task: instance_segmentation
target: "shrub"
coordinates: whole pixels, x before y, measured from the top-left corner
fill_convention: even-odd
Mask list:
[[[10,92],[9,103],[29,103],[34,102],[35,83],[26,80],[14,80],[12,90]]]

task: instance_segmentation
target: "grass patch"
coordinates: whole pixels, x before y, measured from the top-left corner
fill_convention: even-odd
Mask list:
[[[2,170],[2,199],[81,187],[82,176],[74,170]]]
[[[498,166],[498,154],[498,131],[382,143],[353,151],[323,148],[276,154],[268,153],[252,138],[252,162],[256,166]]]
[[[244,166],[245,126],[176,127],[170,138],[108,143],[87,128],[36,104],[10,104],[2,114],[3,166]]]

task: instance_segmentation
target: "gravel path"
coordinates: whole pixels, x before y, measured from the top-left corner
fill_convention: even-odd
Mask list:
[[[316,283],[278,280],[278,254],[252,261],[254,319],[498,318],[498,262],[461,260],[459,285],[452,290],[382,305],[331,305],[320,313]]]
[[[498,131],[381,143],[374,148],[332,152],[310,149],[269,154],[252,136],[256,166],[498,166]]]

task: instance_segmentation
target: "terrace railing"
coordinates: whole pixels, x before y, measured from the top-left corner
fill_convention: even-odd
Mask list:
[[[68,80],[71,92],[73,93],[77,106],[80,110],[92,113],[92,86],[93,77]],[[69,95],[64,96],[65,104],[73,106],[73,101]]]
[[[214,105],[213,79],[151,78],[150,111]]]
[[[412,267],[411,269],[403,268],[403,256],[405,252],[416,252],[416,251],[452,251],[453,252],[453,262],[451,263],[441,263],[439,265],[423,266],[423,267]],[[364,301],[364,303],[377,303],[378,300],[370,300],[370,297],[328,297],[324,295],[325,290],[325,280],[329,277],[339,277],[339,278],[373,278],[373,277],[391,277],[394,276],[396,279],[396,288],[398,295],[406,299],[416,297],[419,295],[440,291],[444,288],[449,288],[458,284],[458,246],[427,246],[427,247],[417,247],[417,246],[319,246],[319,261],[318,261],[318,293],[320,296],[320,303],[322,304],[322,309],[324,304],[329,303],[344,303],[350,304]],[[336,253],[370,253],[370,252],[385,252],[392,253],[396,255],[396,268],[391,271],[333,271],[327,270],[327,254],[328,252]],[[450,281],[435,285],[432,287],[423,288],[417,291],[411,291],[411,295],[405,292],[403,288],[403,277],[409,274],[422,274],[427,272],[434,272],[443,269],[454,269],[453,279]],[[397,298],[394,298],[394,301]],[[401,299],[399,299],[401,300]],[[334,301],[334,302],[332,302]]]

########################################

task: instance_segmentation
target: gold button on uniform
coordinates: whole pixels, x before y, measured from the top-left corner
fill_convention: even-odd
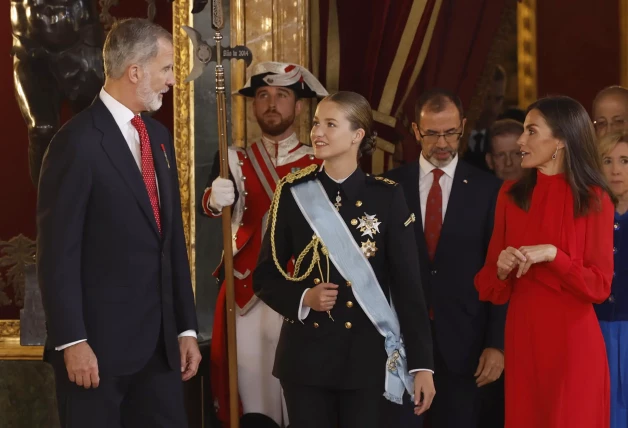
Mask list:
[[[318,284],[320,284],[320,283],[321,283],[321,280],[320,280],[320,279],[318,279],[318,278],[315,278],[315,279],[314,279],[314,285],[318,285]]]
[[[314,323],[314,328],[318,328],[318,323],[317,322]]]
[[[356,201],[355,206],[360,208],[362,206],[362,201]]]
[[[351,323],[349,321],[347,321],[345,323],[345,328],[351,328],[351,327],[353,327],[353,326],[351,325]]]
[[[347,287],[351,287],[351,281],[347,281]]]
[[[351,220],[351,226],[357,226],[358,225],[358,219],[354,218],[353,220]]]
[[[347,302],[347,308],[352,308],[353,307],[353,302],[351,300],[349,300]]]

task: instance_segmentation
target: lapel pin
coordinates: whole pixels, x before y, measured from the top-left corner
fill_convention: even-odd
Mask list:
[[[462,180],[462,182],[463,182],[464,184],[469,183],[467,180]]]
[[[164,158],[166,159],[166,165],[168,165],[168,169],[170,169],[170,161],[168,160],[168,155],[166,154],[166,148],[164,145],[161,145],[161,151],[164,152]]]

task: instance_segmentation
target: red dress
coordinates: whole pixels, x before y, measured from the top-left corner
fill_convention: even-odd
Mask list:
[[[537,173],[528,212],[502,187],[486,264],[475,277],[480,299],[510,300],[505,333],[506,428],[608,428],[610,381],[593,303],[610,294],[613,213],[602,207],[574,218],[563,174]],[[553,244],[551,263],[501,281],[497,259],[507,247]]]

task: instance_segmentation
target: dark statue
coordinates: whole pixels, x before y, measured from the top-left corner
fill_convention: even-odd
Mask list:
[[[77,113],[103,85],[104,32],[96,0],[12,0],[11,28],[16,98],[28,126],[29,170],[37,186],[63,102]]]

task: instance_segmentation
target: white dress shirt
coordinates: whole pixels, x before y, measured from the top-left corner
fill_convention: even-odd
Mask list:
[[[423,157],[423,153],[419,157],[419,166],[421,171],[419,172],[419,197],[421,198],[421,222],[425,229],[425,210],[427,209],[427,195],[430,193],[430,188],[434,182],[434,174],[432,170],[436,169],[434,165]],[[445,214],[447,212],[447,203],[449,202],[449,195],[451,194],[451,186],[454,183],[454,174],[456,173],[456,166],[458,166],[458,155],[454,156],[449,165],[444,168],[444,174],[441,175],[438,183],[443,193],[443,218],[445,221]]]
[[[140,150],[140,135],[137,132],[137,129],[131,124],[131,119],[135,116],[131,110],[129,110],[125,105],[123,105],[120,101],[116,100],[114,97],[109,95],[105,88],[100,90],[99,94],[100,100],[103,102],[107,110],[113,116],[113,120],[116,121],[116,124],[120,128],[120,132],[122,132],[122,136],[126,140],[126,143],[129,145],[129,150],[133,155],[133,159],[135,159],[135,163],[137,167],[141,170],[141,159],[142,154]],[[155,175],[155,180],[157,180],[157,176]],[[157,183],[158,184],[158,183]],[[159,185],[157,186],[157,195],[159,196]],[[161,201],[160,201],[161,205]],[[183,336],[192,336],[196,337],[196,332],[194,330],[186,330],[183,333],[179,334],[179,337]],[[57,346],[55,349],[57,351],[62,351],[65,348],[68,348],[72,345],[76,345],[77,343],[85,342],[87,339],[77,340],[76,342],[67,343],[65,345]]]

########################################

**THE PROBLEM:** Find each line in the records above that contains "target", and copy it.

**ANSWER BELOW:**
target: "shrub"
target: "grass patch"
target: "gravel path"
target: "terrace railing"
target: gold button on uniform
target: lapel pin
target: red dress
target: dark statue
target: white dress shirt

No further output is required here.